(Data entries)
============

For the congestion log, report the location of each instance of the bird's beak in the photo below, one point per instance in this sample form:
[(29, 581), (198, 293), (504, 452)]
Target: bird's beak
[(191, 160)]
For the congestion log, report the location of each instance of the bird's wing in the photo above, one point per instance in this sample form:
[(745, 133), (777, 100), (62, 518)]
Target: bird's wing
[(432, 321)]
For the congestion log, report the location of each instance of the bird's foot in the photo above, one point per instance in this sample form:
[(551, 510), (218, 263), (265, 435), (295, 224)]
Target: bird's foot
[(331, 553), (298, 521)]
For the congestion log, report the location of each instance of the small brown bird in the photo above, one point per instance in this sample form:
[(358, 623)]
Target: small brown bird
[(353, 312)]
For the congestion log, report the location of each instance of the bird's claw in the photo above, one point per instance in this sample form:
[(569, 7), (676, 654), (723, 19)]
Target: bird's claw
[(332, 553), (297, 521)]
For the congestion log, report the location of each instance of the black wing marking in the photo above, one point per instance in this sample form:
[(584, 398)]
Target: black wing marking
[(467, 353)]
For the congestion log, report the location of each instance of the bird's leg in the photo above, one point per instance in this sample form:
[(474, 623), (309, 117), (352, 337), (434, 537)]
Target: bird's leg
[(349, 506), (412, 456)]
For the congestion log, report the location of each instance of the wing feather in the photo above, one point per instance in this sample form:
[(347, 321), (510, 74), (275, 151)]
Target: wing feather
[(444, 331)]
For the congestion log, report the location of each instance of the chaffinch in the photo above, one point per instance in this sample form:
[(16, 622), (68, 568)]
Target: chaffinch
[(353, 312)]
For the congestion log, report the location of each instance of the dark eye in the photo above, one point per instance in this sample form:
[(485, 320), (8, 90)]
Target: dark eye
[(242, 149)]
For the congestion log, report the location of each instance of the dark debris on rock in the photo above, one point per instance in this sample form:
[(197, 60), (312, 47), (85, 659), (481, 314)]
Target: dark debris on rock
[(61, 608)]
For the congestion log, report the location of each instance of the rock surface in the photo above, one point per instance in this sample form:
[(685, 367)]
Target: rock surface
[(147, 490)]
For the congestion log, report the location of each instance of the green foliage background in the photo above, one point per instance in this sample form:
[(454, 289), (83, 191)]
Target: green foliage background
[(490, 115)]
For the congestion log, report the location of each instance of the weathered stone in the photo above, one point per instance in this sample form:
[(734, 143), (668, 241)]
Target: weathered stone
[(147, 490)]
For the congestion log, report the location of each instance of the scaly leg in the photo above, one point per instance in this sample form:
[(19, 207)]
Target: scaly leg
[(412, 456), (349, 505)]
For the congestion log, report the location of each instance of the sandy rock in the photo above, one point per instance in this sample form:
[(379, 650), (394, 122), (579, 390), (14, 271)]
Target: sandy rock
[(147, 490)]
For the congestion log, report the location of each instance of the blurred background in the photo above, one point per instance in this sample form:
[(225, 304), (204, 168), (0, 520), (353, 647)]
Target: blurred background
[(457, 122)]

============

→ Exercise aim:
Output each entry precisely as given.

→ Written answer:
For the congestion log, report the location of each instance of the bird's beak in the photo below, one point per instance in this sample form:
[(29, 581), (198, 293), (504, 452)]
Target: bird's beak
[(191, 160)]
For the congestion log, report the location of each instance of the bird's wing in the photo above, one point per instance in this sample form:
[(745, 133), (777, 100), (62, 518)]
Target: bird's wing
[(432, 321)]
For the congestion log, report the location of each instance of the bird's foot in the photo above, one point per instance in this sample form:
[(551, 510), (218, 263), (265, 435), (295, 224)]
Target: bird's foot
[(331, 553), (298, 521)]
For the congestion log, report the location of each instance of the small brown bird in the photo above, one point per instance in this sample form:
[(358, 623)]
Target: small brown bird
[(353, 312)]
For the congestion log, report the location of each instance of the bird's claw in the photo above, one point per instance in this sample form:
[(569, 7), (676, 654), (723, 19)]
Target: bird's claw
[(332, 553), (297, 521)]
For the congestion log, report the location of each instance of the black wing marking in the photo above, one point per instance in this sample form:
[(584, 398)]
Target: black wing marking
[(467, 353)]
For the congestion log, report the location of each instance of the bird's leg in the photo above, one point per instance in this sample form:
[(474, 623), (309, 117), (352, 337), (434, 537)]
Target: bird's leg
[(349, 506), (412, 456)]
For the congestion log, report the location of each instance of the wing feather in the photo above, one point per instance in this sample form:
[(347, 321), (510, 74), (275, 151)]
Target: wing feather
[(444, 331)]
For the congestion log, report the location of each instance of the chaffinch in the photo above, one point per instance in this sample form:
[(16, 622), (68, 568)]
Target: chaffinch
[(353, 312)]
For the congestion log, report the location of each instance of the dark eye in the photo above, one point per instance in this sample form:
[(485, 320), (8, 90)]
Target: dark eye
[(242, 149)]
For the congestion log, report the location of each instance of the dark debris on rock in the photo above, one point per instance in this sample form:
[(197, 60), (312, 47), (85, 659), (481, 314)]
Target: dark debris on rock
[(61, 608)]
For the congestion log, report the location of each instance of the rock surface in the photo above, one point per instance in this sample form:
[(685, 367)]
Target: rock surface
[(147, 490)]
For the congestion log, report the location of each instance of the green foliage background in the photo above, one point per instance in this sample form:
[(454, 289), (83, 191)]
Target: green foliage background
[(490, 115)]
For the congestion log, report the location of each instance of the weathered stone in the photo above, one point per instance in this sample form:
[(734, 143), (668, 241)]
Target: weathered stone
[(147, 490)]
For the congestion log, report the location of each instance of the scaly leg in the photo above, one point per instance in this sample form:
[(19, 207)]
Target: scaly leg
[(412, 456), (349, 505)]
For the congestion log, report the location of each instance of the sandy rock in the photo above, one point per instance in this sample form:
[(379, 650), (394, 122), (579, 390), (14, 271)]
Target: sandy rock
[(147, 490)]
For the congestion log, report the location of each instance of the blurred background in the photo above, one point per instance in this sample form:
[(225, 304), (204, 168), (0, 520), (353, 647)]
Target: blurred background
[(457, 122)]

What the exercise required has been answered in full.